§ What the task asks: Pictures are to be left out, but please repeat each record exactly.

§ Information given:
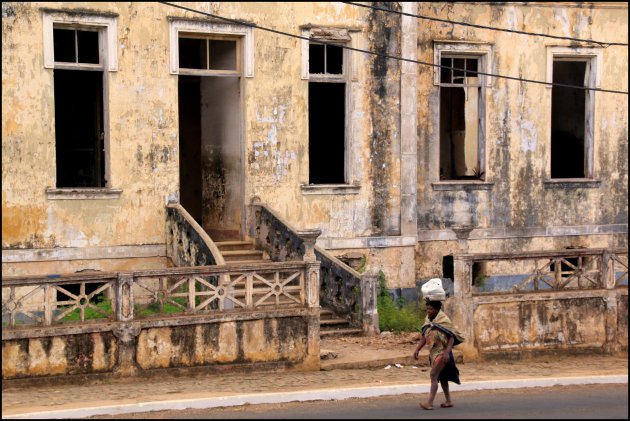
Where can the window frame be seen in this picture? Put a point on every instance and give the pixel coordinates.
(593, 56)
(238, 71)
(212, 30)
(106, 26)
(483, 52)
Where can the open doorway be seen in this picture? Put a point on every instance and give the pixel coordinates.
(211, 176)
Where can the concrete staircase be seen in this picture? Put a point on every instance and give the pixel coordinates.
(245, 252)
(241, 252)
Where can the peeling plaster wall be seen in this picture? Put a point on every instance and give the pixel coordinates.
(518, 212)
(268, 342)
(142, 108)
(542, 325)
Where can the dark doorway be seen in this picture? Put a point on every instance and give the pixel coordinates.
(568, 108)
(326, 129)
(190, 145)
(79, 128)
(210, 153)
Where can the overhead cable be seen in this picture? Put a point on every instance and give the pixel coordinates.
(492, 28)
(275, 31)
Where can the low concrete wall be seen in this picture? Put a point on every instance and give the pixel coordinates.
(269, 339)
(540, 324)
(565, 315)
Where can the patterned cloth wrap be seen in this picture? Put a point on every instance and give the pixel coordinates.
(437, 334)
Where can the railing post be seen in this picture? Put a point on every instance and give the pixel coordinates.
(608, 282)
(369, 317)
(608, 271)
(312, 269)
(124, 297)
(49, 296)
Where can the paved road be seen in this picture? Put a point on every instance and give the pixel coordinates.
(595, 401)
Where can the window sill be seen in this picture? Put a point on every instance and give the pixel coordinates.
(462, 185)
(572, 183)
(82, 193)
(334, 189)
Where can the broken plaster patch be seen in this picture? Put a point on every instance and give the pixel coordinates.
(529, 136)
(267, 149)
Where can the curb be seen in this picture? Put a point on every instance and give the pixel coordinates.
(309, 395)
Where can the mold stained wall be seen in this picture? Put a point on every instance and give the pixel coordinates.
(518, 136)
(276, 120)
(143, 126)
(141, 105)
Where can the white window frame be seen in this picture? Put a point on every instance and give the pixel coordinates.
(107, 28)
(483, 52)
(246, 33)
(593, 56)
(108, 34)
(350, 74)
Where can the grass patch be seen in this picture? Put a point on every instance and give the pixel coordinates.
(153, 308)
(103, 304)
(396, 315)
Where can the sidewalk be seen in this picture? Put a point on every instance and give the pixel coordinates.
(340, 378)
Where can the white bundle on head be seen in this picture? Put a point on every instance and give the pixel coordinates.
(432, 290)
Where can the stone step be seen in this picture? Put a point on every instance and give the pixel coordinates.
(242, 256)
(234, 245)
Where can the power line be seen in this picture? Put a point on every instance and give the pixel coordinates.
(275, 31)
(605, 44)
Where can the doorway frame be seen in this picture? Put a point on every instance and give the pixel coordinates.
(214, 29)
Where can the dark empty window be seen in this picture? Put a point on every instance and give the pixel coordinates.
(79, 119)
(568, 109)
(327, 114)
(325, 59)
(76, 46)
(460, 112)
(326, 103)
(207, 54)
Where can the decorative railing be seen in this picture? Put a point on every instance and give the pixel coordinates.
(187, 243)
(557, 270)
(342, 289)
(125, 296)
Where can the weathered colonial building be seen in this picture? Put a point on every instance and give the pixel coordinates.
(427, 147)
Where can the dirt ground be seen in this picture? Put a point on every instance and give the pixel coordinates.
(391, 345)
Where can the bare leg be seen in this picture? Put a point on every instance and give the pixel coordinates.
(436, 368)
(447, 395)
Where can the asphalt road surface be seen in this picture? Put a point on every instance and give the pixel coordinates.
(597, 401)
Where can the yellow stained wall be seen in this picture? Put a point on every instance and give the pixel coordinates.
(520, 210)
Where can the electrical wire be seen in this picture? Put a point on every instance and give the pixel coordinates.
(275, 31)
(605, 44)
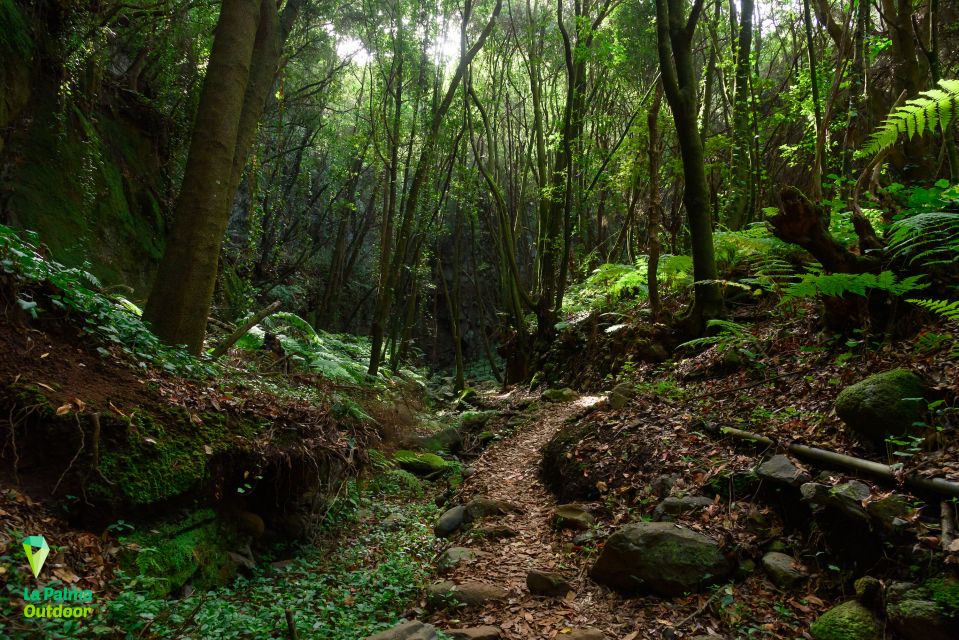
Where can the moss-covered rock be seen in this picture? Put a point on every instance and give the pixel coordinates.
(90, 185)
(167, 455)
(848, 621)
(421, 463)
(475, 419)
(882, 404)
(169, 555)
(559, 395)
(661, 558)
(561, 468)
(924, 612)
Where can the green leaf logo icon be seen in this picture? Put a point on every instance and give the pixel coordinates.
(38, 557)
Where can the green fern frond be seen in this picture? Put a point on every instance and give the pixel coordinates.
(839, 284)
(945, 308)
(932, 109)
(925, 238)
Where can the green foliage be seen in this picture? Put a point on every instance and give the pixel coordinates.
(934, 108)
(838, 284)
(14, 34)
(193, 549)
(349, 588)
(77, 294)
(945, 593)
(338, 357)
(948, 309)
(608, 284)
(397, 483)
(925, 239)
(726, 335)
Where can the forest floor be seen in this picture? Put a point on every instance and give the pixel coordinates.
(510, 471)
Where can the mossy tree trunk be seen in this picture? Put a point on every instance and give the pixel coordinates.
(674, 39)
(240, 75)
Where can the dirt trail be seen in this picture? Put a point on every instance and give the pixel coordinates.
(508, 470)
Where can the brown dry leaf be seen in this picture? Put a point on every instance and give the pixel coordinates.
(66, 575)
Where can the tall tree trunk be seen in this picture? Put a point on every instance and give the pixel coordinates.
(674, 34)
(655, 203)
(741, 177)
(179, 303)
(816, 177)
(423, 165)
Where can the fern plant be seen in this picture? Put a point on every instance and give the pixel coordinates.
(948, 309)
(726, 335)
(925, 239)
(860, 284)
(932, 109)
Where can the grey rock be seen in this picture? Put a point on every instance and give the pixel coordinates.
(449, 522)
(412, 630)
(848, 498)
(781, 470)
(547, 583)
(559, 395)
(447, 593)
(815, 493)
(915, 615)
(673, 506)
(661, 558)
(495, 532)
(571, 516)
(484, 632)
(745, 568)
(455, 556)
(869, 592)
(883, 404)
(621, 394)
(783, 570)
(482, 507)
(848, 621)
(887, 510)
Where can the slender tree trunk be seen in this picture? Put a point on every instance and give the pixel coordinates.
(655, 203)
(179, 303)
(674, 39)
(815, 188)
(741, 174)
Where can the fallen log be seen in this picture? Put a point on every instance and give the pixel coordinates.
(242, 329)
(831, 459)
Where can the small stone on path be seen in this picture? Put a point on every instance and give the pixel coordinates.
(572, 516)
(412, 630)
(449, 522)
(484, 632)
(547, 583)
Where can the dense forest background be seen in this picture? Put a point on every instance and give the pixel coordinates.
(583, 319)
(442, 177)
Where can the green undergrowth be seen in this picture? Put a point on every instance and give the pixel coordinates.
(155, 445)
(167, 556)
(337, 357)
(49, 288)
(357, 583)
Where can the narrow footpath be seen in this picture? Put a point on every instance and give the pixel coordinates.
(505, 548)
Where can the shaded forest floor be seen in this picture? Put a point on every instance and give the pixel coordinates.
(647, 433)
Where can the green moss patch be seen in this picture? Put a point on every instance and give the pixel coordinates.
(169, 456)
(194, 549)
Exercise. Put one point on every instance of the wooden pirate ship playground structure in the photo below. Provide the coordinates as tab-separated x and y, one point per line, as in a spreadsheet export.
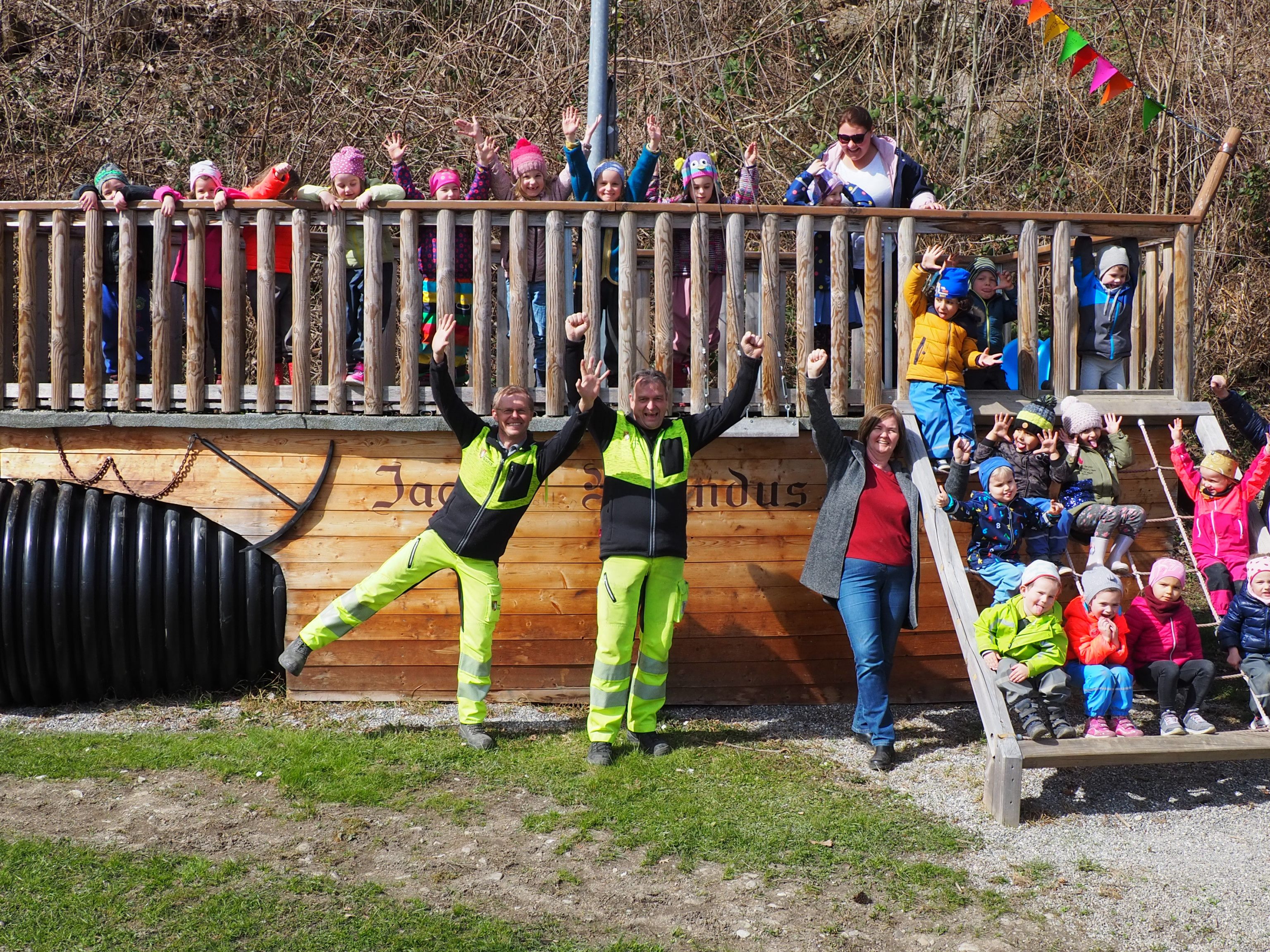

§ Result of the exercise:
Where can the window frame be seen in this picture? Put a point on every instance and give the pixel coordinates.
(593, 56)
(238, 71)
(212, 30)
(106, 26)
(483, 52)
Where can the open doorway be seen in this picture? Put a point on every instance and give the pixel coordinates.
(211, 176)
Where can the concrete staircase be seen in this picture? Put a point on every instance and give the pixel coordinates.
(245, 252)
(241, 252)
Where can the peeling plaster wall be seen in this picture? Put a point on every instance and give the pixel coordinates.
(518, 212)
(268, 342)
(142, 108)
(542, 325)
Where can the dark doorway be seen in this picture? Put a point on every instance and give the pixel coordinates.
(568, 108)
(326, 129)
(190, 145)
(79, 128)
(210, 153)
Where can the overhead cable be seen in this picture? Put a point on every instance and give the pixel coordinates.
(492, 28)
(275, 31)
Where can the low concrete wall be seen in this picture? Put a point on every instance and give the pixel coordinates.
(269, 339)
(540, 324)
(565, 315)
Where can the patterned cloth wrap be seen in this picture? Put a point on every instance and give the pixel coordinates.
(437, 334)
Where can the railing post be seen in this picture? Put a point on every instance and give the pixel coordinates.
(608, 282)
(369, 317)
(608, 271)
(312, 269)
(124, 297)
(49, 296)
Where can the paved road be seen in this picture? Put a point on every instance and give the pixel coordinates.
(595, 401)
Where can the window sill be seen in this picture? Put a point on every instance and give the pixel coordinates.
(462, 185)
(572, 183)
(82, 193)
(334, 189)
Where can the broken plaster patch be seen in this picture? Put a point on every instance and give the pixel coordinates.
(529, 136)
(267, 149)
Where can the curb be seen in this picture? Put a point on every instance and give the pixel coordinates.
(309, 395)
Where can the mold stained wall be seen in this picture? Put a point on every instance and give the pixel coordinates.
(518, 136)
(276, 120)
(143, 126)
(141, 105)
Where can the white window frame be seen in this picture? Put a point on every instance and give the pixel coordinates.
(107, 28)
(483, 52)
(246, 33)
(593, 56)
(108, 34)
(350, 74)
Where can the grass patch be seen in this picture? Put a point on every instance and give the pixel coordinates.
(153, 308)
(103, 304)
(396, 315)
Where can the sidewalk be seen in this picture? Put a point on every instance and give the pixel coordinates.
(340, 378)
Where can the white bundle on head be seen in this picture? Put a point on every instance and give the pixel coordinates.
(432, 290)
Where can the stone step be seen in this picture? Put a point on every instance and give the pixel coordinates.
(242, 256)
(234, 245)
Where can the power line be seen in this picture? Put a point on every instance and give the pixel coordinates.
(275, 31)
(605, 44)
Where can the doorway frame be seen in this picture? Put a point on every instance and give the pixel coordinates.
(214, 29)
Where can the dark empty window be seen in this picture? Put a point on every instance and give the pixel coordinates.
(79, 119)
(568, 109)
(327, 114)
(325, 59)
(76, 46)
(460, 112)
(326, 103)
(207, 54)
Where can the decorative railing be seen in this picture? Put a point on every instance and give the pixel coordinates.
(187, 243)
(557, 270)
(342, 289)
(125, 296)
Where can the weathered colonial building be seen in this picture? Put a point on every instance and give the pixel coordinates.
(427, 147)
Where can the dirt ground be seen in this picture? Put a point on every instance and give the pixel coordinates.
(391, 345)
Where can the bare leg be seen in this picture? Put a point on every instance and give the pixel coordinates.
(436, 368)
(447, 395)
Where can the asphalt road surface be seen in this picture? Put a point on every instance and give the pixel coordinates.
(597, 401)
Where can the yellow stained wall be seen in this picture? Put a point on every instance and give the pixel coordinates.
(520, 210)
Where can the electrical wire be seen in this picture? Put a point on every instance and give the pixel coordinates.
(275, 31)
(605, 44)
Where can the moss-covered rock be seen in this picture? Put a point on every instance and give the pixel coordinates.
(90, 185)
(167, 455)
(848, 621)
(421, 463)
(475, 419)
(882, 404)
(169, 555)
(559, 395)
(661, 558)
(561, 468)
(924, 612)
Where can the green leaf logo icon be seen in this picture? Put a point on every instance and give the pixel coordinates.
(38, 557)
Where can the green fern frond be seen in this picture? Put a point on every instance and give the pixel coordinates.
(839, 284)
(945, 308)
(932, 109)
(925, 238)
Where can the green foliage be seen in this picture? Put a point on every instance and give the pixel coordinates.
(934, 108)
(838, 284)
(14, 34)
(193, 549)
(349, 588)
(77, 294)
(945, 593)
(338, 357)
(948, 309)
(608, 284)
(397, 483)
(925, 239)
(726, 335)
Where can the forest floor be seen in this picture? Put a point on every instance and give the pixel coordinates.
(510, 471)
Where can the mossy tree trunk be seen in this picture? Put a point on every instance and give the pixel coordinates.
(674, 39)
(240, 75)
Where can the dirt trail be seen in this picture? Put a point on every instance and give the pixel coordinates.
(508, 470)
Where can the brown dry leaf be seen in this picture? Put a point on every instance and give the pixel coordinates.
(66, 575)
Where can the tall tree trunk be seen in this picture? Put a point on every instance and give the pixel coordinates.
(674, 34)
(655, 203)
(741, 177)
(179, 303)
(816, 177)
(423, 165)
Where can the fern plant be seen in this picture? Put a point on every instance and give the pixel coordinates.
(948, 309)
(726, 335)
(925, 239)
(860, 284)
(932, 109)
Where can the grey rock be seen in this picture? Put a point on every instance and give the pixel coordinates.
(449, 522)
(412, 630)
(848, 498)
(781, 470)
(547, 583)
(559, 395)
(447, 593)
(815, 493)
(915, 615)
(673, 506)
(661, 558)
(495, 532)
(571, 516)
(484, 632)
(745, 568)
(455, 556)
(869, 592)
(883, 404)
(621, 394)
(783, 570)
(482, 507)
(848, 621)
(887, 510)
Where can the slender tree trunk be seen in this picture? Put a point on every instance and give the pixel coordinates.
(655, 203)
(179, 303)
(674, 39)
(815, 188)
(741, 174)
Where can the fallen log be seen in this picture? Put a point on every instance and give the pixel coordinates.
(242, 329)
(831, 459)
Where can the small stone on path be seen in this picture? Put a point on every instance and give the pixel coordinates.
(572, 516)
(412, 630)
(449, 522)
(484, 632)
(547, 583)
Where can the dense forest background be seen in this picture? Put a point on every instance and give the pixel coordinates.
(583, 319)
(442, 177)
Where can the green undergrowth be seen in this picture? Put a point on every instance and give the pixel coordinates.
(155, 445)
(167, 556)
(337, 357)
(49, 288)
(357, 583)
Where can the narrow footpath be seen in this picture? Put a point on every instance and give the pixel coordinates.
(505, 548)
Where can the shaded forest floor be seen in this picture? Put a point on every instance and give the pixel coordinates.
(647, 433)
Where can the green moss patch be seen in this picture? Put a point on every instance and give the pixel coordinates.
(169, 456)
(194, 549)
Exercise. Put one point on every instance of the wooden pirate ship playground structure in the photo below. Provide the coordinates as tab-separated x and y, one point per line, as in a spreadsheet export.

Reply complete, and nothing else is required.